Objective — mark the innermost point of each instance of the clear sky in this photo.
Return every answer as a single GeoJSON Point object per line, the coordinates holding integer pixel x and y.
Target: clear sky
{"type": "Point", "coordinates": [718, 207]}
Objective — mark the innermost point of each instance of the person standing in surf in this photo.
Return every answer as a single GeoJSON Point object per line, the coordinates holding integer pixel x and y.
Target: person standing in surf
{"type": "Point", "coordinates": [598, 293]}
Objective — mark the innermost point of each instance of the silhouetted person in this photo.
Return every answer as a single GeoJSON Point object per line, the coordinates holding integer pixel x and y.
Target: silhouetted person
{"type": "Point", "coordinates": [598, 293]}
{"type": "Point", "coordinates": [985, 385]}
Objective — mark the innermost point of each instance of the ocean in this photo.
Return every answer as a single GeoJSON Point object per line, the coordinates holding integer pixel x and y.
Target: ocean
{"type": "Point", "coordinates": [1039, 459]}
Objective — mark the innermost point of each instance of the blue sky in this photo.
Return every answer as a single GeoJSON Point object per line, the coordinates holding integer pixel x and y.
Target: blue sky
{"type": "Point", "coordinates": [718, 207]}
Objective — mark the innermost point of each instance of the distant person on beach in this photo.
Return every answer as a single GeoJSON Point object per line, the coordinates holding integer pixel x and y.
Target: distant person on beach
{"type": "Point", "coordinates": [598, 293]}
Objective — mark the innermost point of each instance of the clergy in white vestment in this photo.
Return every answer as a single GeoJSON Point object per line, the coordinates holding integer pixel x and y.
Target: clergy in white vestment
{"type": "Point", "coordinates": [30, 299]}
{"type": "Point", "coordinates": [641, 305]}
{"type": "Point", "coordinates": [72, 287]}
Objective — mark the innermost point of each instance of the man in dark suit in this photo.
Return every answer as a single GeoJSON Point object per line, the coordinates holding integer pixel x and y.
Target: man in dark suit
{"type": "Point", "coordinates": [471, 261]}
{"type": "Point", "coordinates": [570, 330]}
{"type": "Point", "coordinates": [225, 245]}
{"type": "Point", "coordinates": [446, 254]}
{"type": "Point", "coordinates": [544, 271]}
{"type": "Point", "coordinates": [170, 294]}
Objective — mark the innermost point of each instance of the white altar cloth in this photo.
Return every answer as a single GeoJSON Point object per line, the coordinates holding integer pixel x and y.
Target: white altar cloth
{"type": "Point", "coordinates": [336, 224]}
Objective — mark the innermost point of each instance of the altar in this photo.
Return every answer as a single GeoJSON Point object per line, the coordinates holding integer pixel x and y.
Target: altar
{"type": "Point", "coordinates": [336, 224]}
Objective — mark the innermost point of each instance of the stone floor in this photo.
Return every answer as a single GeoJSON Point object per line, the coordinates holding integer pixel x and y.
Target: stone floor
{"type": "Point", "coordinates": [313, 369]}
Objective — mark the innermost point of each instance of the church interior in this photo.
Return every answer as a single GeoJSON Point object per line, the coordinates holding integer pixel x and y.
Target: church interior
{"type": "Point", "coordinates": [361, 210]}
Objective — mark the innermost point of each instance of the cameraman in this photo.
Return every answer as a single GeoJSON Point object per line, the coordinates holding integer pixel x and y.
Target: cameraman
★ ★ ★ ★ ★
* **What the exercise asks**: Rewrite all of the records above as a numbered list, one line per item, and leave out any blank lines.

* **Exercise response**:
1. Objective — mark the innermost point of each instance of the clear sky in this photo.
2. Return every answer as a single GeoJSON Point object per line, the coordinates holding integer pixel x and y.
3. Target: clear sky
4. {"type": "Point", "coordinates": [718, 207]}
5. Objective — mark the innermost point of each instance of the person standing in surf in this photo.
6. Return every answer as a single GeoJSON Point object per line, the coordinates holding integer pixel x and y.
7. Target: person standing in surf
8. {"type": "Point", "coordinates": [598, 293]}
9. Objective — mark the innermost point of each instance of the silhouetted person in this photo.
10. Return every answer as a single GeoJSON Point object per line, the coordinates holding integer pixel x and y.
11. Target: silhouetted person
12. {"type": "Point", "coordinates": [598, 293]}
13. {"type": "Point", "coordinates": [985, 385]}
14. Objective — mark the innermost point of each instance of the ocean in this photo.
15. Return every answer as a single GeoJSON Point object per line, the coordinates holding integer pixel x and y.
16. Target: ocean
17. {"type": "Point", "coordinates": [1039, 459]}
18. Objective — mark the innermost point of each instance of the blue sky in this photo.
19. Return every answer as a single GeoJSON Point object per line, the coordinates holding integer pixel x and y.
20. Target: blue sky
21. {"type": "Point", "coordinates": [718, 207]}
22. Objective — mark the innermost point of each instance of the distant person on beach in this photo.
23. Return every answer as a single GeoJSON Point object per line, the coordinates holding integer pixel x and y.
24. Target: distant person on beach
25. {"type": "Point", "coordinates": [598, 293]}
26. Objective — mark the innermost point of each instance of the clergy in white vestment in this photo.
27. Return every answer as a single GeoJSON Point object per line, the coordinates holding integer pixel x and y.
28. Target: clergy in white vestment
29. {"type": "Point", "coordinates": [30, 299]}
30. {"type": "Point", "coordinates": [641, 305]}
31. {"type": "Point", "coordinates": [72, 287]}
32. Objective — mark the innermost point of each instance of the man in dark suit in this photo.
33. Return every answer as a single GeoJSON Point object per line, the coordinates holding integer pixel x and y.
34. Target: man in dark suit
35. {"type": "Point", "coordinates": [471, 261]}
36. {"type": "Point", "coordinates": [570, 330]}
37. {"type": "Point", "coordinates": [225, 245]}
38. {"type": "Point", "coordinates": [446, 254]}
39. {"type": "Point", "coordinates": [544, 271]}
40. {"type": "Point", "coordinates": [170, 294]}
41. Objective — mark the innermost point of each instance of the white altar cloth in this photo.
42. Return every answer as a single GeoJSON Point object per line, the coordinates holding integer pixel x and y.
43. Target: white altar cloth
44. {"type": "Point", "coordinates": [336, 224]}
45. Objective — mark the innermost point of each instance of the altar in this photo.
46. Return every answer as a single GeoJSON Point object per line, the coordinates holding integer pixel x and y.
47. Target: altar
48. {"type": "Point", "coordinates": [336, 224]}
49. Objective — mark the innermost point of each instance of the stone floor in this photo.
50. Return every answer as a single GeoJSON Point object per line, the coordinates holding integer pixel x and y.
51. Target: stone floor
52. {"type": "Point", "coordinates": [313, 369]}
53. Objective — mark the innermost point of each instance of the church interior in this photo.
54. Return every answer as a single GeoJSON Point object per line, the coordinates holding integer pixel x and y.
55. Target: church interior
56. {"type": "Point", "coordinates": [361, 210]}
57. Objective — mark the innermost point of each instance of the cameraman in this photo.
58. Return every answer as a single GeoJSON Point object per line, the coordinates holding integer pixel x and y.
59. Target: cameraman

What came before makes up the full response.